**Work instructions**:
Your answer should repeat every line of the records below in which the word "green" appears.

**Dataset excerpts**:
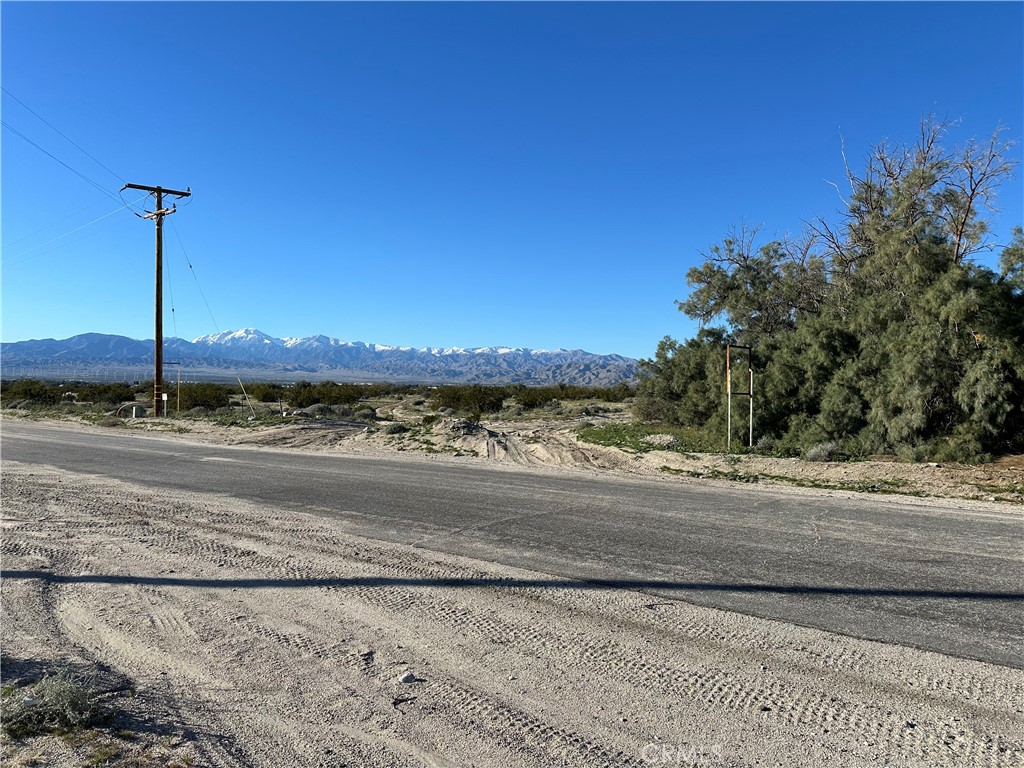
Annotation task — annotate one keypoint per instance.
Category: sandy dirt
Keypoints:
(553, 443)
(230, 634)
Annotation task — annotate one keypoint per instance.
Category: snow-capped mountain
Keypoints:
(255, 354)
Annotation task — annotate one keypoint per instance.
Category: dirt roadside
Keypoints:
(253, 636)
(554, 444)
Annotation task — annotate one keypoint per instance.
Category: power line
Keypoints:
(195, 276)
(118, 176)
(61, 237)
(52, 223)
(77, 173)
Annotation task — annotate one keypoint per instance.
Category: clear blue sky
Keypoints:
(459, 174)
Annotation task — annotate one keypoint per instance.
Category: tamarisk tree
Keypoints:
(880, 332)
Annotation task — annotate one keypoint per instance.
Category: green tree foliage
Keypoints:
(881, 332)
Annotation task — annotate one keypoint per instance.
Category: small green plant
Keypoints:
(60, 700)
(641, 438)
(825, 452)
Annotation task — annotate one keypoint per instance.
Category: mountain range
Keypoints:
(253, 354)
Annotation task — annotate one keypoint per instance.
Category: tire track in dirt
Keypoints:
(939, 743)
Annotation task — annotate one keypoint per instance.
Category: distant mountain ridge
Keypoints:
(251, 353)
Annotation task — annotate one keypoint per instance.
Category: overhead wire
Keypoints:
(81, 175)
(52, 223)
(170, 291)
(25, 254)
(174, 228)
(118, 176)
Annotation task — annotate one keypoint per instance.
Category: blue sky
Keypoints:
(457, 174)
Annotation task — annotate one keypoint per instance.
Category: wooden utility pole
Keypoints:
(158, 216)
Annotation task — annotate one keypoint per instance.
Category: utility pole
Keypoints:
(158, 216)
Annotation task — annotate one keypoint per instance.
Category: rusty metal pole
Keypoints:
(751, 372)
(728, 388)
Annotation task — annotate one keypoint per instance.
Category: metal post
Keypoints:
(728, 388)
(751, 371)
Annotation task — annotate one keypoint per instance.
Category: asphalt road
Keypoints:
(926, 577)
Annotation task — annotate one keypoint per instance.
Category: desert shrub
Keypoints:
(41, 392)
(265, 392)
(824, 452)
(112, 392)
(469, 397)
(202, 394)
(58, 701)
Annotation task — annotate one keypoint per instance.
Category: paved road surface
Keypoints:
(938, 579)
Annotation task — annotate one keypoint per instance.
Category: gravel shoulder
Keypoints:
(554, 445)
(256, 636)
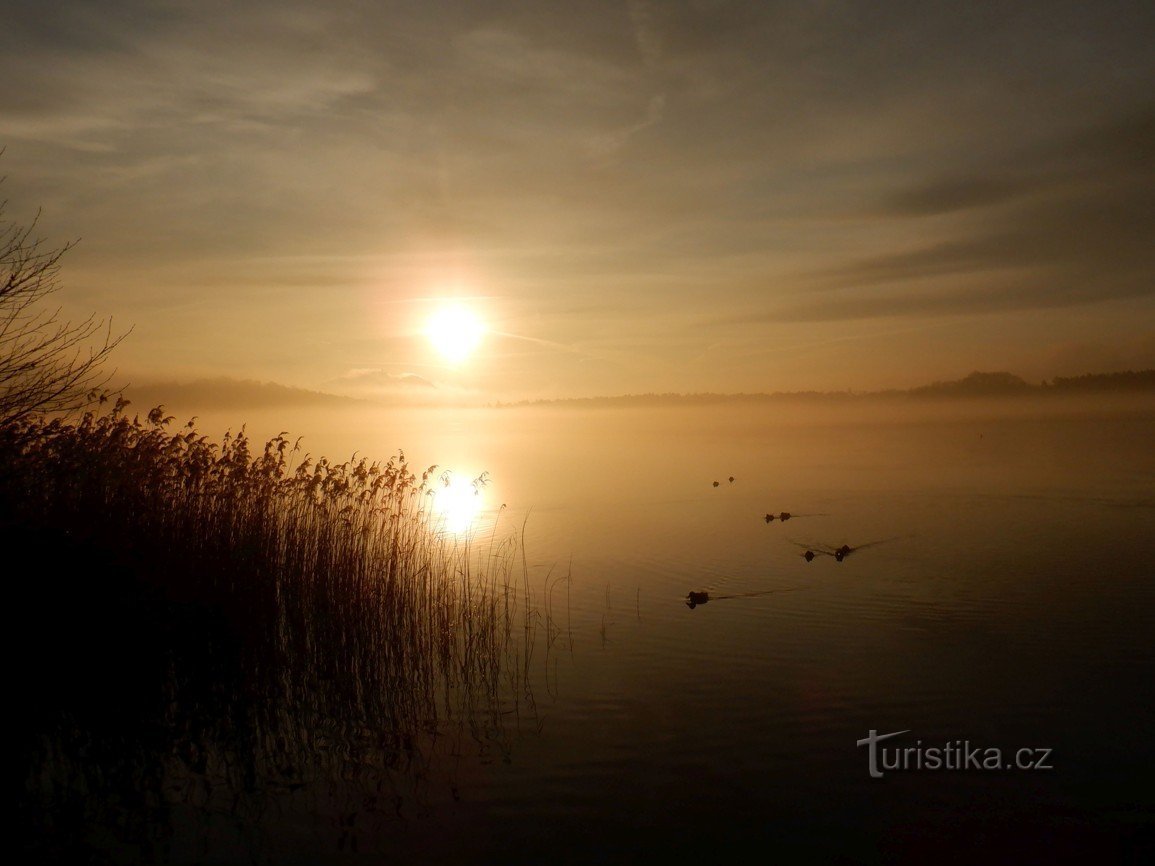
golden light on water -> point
(455, 331)
(457, 505)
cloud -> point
(603, 146)
(1067, 222)
(381, 380)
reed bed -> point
(211, 626)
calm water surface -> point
(1005, 599)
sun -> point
(455, 331)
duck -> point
(695, 598)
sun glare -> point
(455, 331)
(459, 505)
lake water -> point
(1004, 597)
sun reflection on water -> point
(459, 502)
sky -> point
(628, 196)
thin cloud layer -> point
(713, 173)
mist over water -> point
(1001, 595)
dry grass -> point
(215, 624)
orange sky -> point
(632, 196)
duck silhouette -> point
(810, 551)
(695, 598)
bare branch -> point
(46, 365)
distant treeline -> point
(976, 385)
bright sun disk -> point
(455, 331)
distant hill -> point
(229, 394)
(973, 386)
(976, 385)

**Result**:
Category: green tree foliage
Category: small green plant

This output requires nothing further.